ESTRATTO:
↓

Nello specifico i ricercatori hanno analizzato la concentrazione di 24 elementi, tra cui il piombo, in frammenti ossei appartenenti a individui vissuti a Roma e in aree limitrofe, a partire da 12.000 anni fa e fino al XVII secolo, dimostrando come la concentrazione di piombo nelle ossa e nei denti rifletta i cambiamenti storici nella produzione di questo metallo: a una maggiore concentrazione, riscontrata negli ultimi millenni, corrisponde infatti un incremento generale della sua produzione. 

“Questa documentazione dell’inquinamento da piombo nel corso del tempo indica che gran parte della dinamica stimata nella produzione, è replicata negli esseri umani che vivono in quell’area – spiega Alfredo Coppa della Sapienza. “L’inquinamento da piombo negli esseri umani ha seguito da vicino, quindi, i tassi della sua produzione. Più piombo viene prodotto, più è probabile che i corpi umani lo assorbano, con un effetto altamente tossico”. 

Se le persone più a rischio sono quelle con una maggiore esposizione professionale al piombo, come i minatori e dipendenti degli impianti di riciclaggio, questo metallo in realtà può essere rintracciato sotto altre forme, nella vita quotidiana di tutti. “Qualsiasi uso esteso dei metalli – aggiunge Coppa – dovrebbe andare di pari passo con l’igiene industriale, idealmente con un riciclaggio sicuro dei metalli e una maggiore considerazione ambientale e tossicologica nella selezione dei metalli per uso industriale”

↑

COMPITO BREVE 1: Selezioni e trascriva ogni riga riportata più avanti che contiene la stringa "Target".

I DATI:

↓

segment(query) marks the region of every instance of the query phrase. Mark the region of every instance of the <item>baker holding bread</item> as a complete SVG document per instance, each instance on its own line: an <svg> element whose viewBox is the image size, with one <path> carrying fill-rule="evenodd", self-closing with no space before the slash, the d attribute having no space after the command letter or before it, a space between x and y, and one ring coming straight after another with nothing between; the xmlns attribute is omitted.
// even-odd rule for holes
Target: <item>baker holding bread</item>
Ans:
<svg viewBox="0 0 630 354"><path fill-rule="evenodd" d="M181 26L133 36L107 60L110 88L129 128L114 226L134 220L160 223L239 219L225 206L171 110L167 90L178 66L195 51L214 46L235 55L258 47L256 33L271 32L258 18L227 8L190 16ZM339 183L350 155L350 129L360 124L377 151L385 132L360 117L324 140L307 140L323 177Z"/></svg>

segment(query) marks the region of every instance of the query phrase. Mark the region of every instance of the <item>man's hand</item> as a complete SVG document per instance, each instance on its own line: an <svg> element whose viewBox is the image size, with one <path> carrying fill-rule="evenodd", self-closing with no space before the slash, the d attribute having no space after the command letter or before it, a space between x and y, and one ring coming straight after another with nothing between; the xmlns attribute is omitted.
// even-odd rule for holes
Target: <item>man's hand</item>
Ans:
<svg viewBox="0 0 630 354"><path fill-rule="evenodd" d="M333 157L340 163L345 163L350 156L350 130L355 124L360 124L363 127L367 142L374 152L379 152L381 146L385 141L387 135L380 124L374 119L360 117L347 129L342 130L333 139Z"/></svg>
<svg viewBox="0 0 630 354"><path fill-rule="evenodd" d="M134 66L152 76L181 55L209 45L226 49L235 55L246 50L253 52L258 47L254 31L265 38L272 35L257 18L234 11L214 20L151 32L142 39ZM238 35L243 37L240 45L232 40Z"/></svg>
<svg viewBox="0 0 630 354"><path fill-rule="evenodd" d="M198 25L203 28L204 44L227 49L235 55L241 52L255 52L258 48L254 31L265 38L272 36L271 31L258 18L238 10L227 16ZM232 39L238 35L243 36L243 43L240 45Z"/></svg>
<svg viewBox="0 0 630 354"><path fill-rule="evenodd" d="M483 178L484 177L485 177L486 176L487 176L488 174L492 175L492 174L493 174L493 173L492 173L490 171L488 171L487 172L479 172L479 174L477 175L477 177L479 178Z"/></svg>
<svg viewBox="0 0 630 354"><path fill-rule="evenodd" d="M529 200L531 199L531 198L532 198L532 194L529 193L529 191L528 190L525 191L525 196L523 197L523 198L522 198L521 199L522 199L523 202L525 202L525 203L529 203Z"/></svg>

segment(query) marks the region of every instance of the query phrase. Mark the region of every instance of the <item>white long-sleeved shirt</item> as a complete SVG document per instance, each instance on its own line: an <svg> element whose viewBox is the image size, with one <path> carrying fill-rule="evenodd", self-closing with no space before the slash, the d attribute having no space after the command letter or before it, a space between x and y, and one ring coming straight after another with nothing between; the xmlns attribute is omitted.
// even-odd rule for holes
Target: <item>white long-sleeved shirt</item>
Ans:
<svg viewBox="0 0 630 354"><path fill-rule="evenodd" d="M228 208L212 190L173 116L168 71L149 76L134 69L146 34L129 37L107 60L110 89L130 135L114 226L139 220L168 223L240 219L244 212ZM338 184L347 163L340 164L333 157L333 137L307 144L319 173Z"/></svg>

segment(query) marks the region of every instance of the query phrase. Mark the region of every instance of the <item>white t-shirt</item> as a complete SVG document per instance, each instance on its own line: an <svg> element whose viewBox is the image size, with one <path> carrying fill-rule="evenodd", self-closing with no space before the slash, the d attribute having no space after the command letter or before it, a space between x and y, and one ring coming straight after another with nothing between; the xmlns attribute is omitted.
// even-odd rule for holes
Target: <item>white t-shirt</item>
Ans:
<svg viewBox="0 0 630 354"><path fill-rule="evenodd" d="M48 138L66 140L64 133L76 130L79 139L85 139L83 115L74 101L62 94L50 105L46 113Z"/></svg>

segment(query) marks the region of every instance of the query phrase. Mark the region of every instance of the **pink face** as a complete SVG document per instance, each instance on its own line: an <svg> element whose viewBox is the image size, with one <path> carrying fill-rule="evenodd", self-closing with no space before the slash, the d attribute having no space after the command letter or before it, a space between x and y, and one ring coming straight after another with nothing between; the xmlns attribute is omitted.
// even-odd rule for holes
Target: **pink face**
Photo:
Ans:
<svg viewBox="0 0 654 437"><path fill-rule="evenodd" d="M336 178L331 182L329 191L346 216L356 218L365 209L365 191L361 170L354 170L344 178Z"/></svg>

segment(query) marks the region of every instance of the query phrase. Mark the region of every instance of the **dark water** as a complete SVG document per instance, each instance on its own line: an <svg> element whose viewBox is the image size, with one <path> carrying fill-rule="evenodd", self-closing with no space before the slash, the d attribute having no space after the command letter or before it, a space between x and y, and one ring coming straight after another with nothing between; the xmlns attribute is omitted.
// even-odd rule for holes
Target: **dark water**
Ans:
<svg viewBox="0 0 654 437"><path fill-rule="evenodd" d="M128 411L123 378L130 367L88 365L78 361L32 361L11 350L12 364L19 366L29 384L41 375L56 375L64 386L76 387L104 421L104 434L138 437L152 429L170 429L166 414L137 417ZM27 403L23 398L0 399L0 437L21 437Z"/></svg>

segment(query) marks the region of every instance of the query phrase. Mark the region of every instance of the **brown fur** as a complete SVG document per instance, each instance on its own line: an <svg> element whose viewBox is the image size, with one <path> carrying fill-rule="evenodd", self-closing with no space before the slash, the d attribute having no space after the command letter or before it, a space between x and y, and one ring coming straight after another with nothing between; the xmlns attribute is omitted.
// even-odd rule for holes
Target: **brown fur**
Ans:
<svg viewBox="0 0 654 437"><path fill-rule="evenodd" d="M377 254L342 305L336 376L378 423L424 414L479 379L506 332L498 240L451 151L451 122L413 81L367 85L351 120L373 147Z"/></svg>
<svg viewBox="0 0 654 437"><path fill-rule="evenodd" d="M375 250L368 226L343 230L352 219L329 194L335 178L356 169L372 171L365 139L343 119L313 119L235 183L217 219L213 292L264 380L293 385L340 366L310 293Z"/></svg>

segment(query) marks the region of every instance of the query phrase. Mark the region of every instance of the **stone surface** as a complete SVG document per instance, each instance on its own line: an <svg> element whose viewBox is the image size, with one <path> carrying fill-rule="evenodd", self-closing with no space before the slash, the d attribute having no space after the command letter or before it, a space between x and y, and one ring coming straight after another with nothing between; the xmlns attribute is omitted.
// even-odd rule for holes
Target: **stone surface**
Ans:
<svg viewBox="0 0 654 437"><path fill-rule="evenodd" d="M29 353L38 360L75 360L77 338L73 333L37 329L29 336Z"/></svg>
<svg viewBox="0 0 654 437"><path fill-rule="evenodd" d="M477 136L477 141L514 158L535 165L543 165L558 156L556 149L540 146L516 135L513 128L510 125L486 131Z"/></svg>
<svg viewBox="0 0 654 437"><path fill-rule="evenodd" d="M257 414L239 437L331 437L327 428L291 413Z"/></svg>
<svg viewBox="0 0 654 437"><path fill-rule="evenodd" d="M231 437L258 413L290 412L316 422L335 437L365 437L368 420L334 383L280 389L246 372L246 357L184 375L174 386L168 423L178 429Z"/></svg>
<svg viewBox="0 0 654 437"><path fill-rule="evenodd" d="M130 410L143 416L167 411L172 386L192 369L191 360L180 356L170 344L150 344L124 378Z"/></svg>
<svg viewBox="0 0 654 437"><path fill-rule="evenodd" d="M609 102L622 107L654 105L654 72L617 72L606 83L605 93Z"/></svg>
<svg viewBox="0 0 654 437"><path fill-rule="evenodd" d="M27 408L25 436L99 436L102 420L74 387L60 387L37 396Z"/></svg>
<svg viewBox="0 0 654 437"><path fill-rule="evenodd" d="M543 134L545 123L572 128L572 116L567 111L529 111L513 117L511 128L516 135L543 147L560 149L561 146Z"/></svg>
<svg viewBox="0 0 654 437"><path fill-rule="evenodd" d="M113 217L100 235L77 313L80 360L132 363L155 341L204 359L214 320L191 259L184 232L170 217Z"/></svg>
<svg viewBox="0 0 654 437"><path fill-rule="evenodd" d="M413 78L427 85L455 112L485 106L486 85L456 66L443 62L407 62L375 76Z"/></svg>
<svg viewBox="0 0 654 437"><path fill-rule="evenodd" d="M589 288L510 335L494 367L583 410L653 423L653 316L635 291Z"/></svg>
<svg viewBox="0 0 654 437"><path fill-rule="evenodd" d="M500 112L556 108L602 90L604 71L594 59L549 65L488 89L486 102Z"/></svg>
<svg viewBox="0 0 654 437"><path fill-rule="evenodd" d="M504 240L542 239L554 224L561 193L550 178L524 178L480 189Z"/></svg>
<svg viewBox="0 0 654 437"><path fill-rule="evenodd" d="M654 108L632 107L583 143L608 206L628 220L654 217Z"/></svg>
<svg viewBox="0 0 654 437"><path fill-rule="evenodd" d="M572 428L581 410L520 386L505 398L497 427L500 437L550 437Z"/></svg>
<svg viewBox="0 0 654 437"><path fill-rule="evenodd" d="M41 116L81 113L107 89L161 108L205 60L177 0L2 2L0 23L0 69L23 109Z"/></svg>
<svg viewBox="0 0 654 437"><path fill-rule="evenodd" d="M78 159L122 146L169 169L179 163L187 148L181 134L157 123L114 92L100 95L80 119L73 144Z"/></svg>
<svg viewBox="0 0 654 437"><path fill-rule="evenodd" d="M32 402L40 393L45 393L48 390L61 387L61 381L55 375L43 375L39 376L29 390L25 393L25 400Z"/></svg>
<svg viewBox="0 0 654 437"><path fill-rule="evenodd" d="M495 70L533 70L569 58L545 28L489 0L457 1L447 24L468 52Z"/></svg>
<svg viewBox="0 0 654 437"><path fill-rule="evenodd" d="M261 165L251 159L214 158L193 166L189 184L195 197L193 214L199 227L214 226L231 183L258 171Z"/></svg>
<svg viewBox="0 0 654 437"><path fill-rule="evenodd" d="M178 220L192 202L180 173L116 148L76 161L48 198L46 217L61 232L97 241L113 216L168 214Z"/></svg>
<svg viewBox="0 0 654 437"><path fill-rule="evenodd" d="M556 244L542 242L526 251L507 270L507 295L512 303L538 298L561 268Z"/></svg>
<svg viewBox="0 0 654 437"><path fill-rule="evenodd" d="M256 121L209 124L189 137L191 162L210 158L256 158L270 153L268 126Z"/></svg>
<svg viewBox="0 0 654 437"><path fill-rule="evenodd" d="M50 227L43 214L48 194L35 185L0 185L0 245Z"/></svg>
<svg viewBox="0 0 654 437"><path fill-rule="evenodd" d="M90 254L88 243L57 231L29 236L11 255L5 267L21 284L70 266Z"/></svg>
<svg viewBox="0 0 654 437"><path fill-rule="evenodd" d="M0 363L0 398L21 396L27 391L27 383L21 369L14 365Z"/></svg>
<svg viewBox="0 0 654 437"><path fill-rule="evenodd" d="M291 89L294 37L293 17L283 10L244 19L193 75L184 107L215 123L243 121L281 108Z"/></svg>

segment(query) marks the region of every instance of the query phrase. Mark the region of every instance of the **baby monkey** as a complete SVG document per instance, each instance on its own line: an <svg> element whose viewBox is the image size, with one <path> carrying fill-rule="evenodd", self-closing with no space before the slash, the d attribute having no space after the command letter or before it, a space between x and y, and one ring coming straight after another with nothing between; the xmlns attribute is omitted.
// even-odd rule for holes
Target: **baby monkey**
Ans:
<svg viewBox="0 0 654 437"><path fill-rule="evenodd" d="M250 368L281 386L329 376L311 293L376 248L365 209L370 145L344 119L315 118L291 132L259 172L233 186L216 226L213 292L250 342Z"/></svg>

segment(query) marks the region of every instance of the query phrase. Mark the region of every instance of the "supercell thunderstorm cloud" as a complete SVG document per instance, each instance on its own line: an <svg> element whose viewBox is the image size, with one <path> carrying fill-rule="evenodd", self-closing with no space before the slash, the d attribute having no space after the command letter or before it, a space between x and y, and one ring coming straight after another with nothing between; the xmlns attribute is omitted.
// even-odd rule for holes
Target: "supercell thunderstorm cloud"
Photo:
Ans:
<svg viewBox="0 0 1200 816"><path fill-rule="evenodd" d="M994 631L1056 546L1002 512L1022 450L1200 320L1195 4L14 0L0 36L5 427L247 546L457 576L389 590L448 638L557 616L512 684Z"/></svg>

↑

COMPITO BREVE 2: Prosegua il brano sull'inquinamento da piombo, riprendendo subito dopo la sua ultima frase.

RISPOSTA 1:
Target: <item>baker holding bread</item>
Target: <item>man's hand</item>
Target: <item>white long-sleeved shirt</item>
Target: <item>white t-shirt</item>
Target: **pink face**
Target: **dark water**
Target: **brown fur**
Target: **stone surface**
Target: **baby monkey**
Target: "supercell thunderstorm cloud"

RISPOSTA 2:
Si è evidenziato, infatti, che con l’incremento della produzione mondiale di piombo sono aumentati anche i suoi tassi di assorbimento riscontrati nelle persone che vivevano in quei periodi storici, anche se non direttamente coinvolte nella produzione di questo metallo, ma che respiravano semplicemente l’aria contaminata.

Diversi studi hanno dimostrato che l’esposizione al piombo tossico nelle persone, specialmente nei bambini, avviene attraverso la dieta, l’inquinamento dell’aria e la risospensione del suolo urbano, tra gli altri. C’è da considerare poi anche una crescente domanda di metalli nella produzione di batterie, pannelli solari, turbine eoliche e altri dispositivi elettronici.

La stretta relazione tra i tassi di produzione di piombo e le concentrazioni di piombo negli esseri umani in passato, suggerisce che senza una regolamentazione adeguata continueremo a sperimentare gli impatti dannosi sulla salute della contaminazione da metalli tossici.